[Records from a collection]
#####

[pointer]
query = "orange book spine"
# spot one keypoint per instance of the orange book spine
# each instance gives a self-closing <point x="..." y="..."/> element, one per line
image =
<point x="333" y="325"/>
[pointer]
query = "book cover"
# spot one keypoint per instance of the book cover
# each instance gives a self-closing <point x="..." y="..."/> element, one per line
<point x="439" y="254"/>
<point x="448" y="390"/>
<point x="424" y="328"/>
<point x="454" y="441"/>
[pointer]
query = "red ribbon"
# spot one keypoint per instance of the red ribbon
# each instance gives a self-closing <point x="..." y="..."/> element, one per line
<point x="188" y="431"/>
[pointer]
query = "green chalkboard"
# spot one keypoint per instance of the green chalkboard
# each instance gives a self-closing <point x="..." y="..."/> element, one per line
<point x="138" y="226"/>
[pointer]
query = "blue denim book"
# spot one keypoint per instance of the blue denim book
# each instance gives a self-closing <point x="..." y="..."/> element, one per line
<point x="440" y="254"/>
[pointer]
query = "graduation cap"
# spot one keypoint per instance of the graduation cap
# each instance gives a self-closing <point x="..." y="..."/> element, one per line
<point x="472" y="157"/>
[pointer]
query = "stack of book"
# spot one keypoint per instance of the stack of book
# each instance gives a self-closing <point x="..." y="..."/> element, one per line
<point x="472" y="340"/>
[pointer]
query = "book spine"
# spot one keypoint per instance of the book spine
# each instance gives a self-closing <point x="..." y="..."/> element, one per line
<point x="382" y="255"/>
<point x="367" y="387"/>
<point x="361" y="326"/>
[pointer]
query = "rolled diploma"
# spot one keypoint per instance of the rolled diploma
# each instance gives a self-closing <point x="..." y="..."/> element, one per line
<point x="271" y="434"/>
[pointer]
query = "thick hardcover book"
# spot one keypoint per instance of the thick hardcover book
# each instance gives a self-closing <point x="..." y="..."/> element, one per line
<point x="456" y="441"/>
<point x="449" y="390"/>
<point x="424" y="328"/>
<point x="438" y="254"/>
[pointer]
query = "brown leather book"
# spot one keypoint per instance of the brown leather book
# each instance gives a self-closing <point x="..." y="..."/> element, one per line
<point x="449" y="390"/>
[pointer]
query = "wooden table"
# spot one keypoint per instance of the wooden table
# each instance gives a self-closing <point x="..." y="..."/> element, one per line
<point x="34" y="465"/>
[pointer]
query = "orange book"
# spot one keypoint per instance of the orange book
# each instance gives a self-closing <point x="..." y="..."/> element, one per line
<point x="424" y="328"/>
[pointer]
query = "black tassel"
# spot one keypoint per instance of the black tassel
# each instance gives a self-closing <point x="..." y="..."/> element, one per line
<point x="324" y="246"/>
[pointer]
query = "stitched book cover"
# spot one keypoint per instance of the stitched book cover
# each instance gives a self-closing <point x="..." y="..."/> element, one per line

#####

● **Directions**
Every entry in the listing must be retyped exactly.

● **Task solution**
[pointer]
query = "orange book spine"
# spot one keypoint per instance of the orange book spine
# each instance gives a self-closing <point x="..." y="..."/> element, one per line
image =
<point x="333" y="325"/>
[pointer]
query = "book cover"
# spot one keypoint per instance of the book cover
# each instance gives a self-closing <point x="..." y="..."/> element, one per line
<point x="439" y="254"/>
<point x="448" y="390"/>
<point x="424" y="328"/>
<point x="454" y="441"/>
[pointer]
query = "red ribbon"
# spot one keypoint per instance of the red ribbon
# each instance gives a self-closing <point x="..." y="..."/> element, one per line
<point x="188" y="431"/>
[pointer]
query = "green chalkboard"
# spot one keypoint per instance of the green chalkboard
# each instance gives a self-closing <point x="..." y="..."/> element, one per line
<point x="138" y="226"/>
[pointer]
query = "blue denim book"
# spot one keypoint per instance of the blue denim book
# each instance gives a self-closing <point x="..." y="..."/> element, one per line
<point x="440" y="254"/>
[pointer]
query = "graduation cap"
# spot one keypoint per instance of the graduation cap
# each instance gives a self-closing <point x="..." y="..."/> element, one per line
<point x="472" y="157"/>
[pointer]
query = "stack of book"
# spot one keypoint per instance of the stack of book
# each instance gives a self-closing <point x="..." y="..."/> element, one per line
<point x="472" y="340"/>
[pointer]
query = "book spine"
# spot one keypoint per instance of the book spine
# each instance gives a self-closing <point x="..." y="..."/> element, one per line
<point x="382" y="255"/>
<point x="367" y="387"/>
<point x="361" y="326"/>
[pointer]
query = "rolled diploma"
# spot one keypoint per instance of the rolled diploma
# each instance gives a self-closing <point x="..." y="..."/> element, one per line
<point x="271" y="434"/>
[pointer]
query = "thick hardcover book"
# spot one keypoint per instance of the thick hardcover book
# each instance gives a self-closing <point x="..." y="..."/> element, one per line
<point x="456" y="441"/>
<point x="449" y="390"/>
<point x="424" y="328"/>
<point x="438" y="254"/>
[pointer]
query = "brown leather book"
# spot one keypoint per instance of the brown leather book
# each instance gives a self-closing <point x="..." y="..."/> element, one per line
<point x="449" y="390"/>
[pointer]
query = "wooden table"
# spot one keypoint per instance of the wooden table
# each instance gives a self-closing <point x="..." y="..."/> element, one per line
<point x="34" y="465"/>
[pointer]
query = "orange book"
# spot one keypoint per instance of the orange book
# each instance gives a self-closing <point x="..." y="..."/> element, one per line
<point x="424" y="328"/>
[pointer]
query = "black tassel"
# spot one keypoint per instance of the black tassel
# each instance gives a self-closing <point x="..." y="..."/> element, one per line
<point x="324" y="246"/>
[pointer]
query = "stitched book cover"
# spot one keypoint per instance of the stitched book cover
# each instance gives a self-closing <point x="..." y="..."/> element, one per line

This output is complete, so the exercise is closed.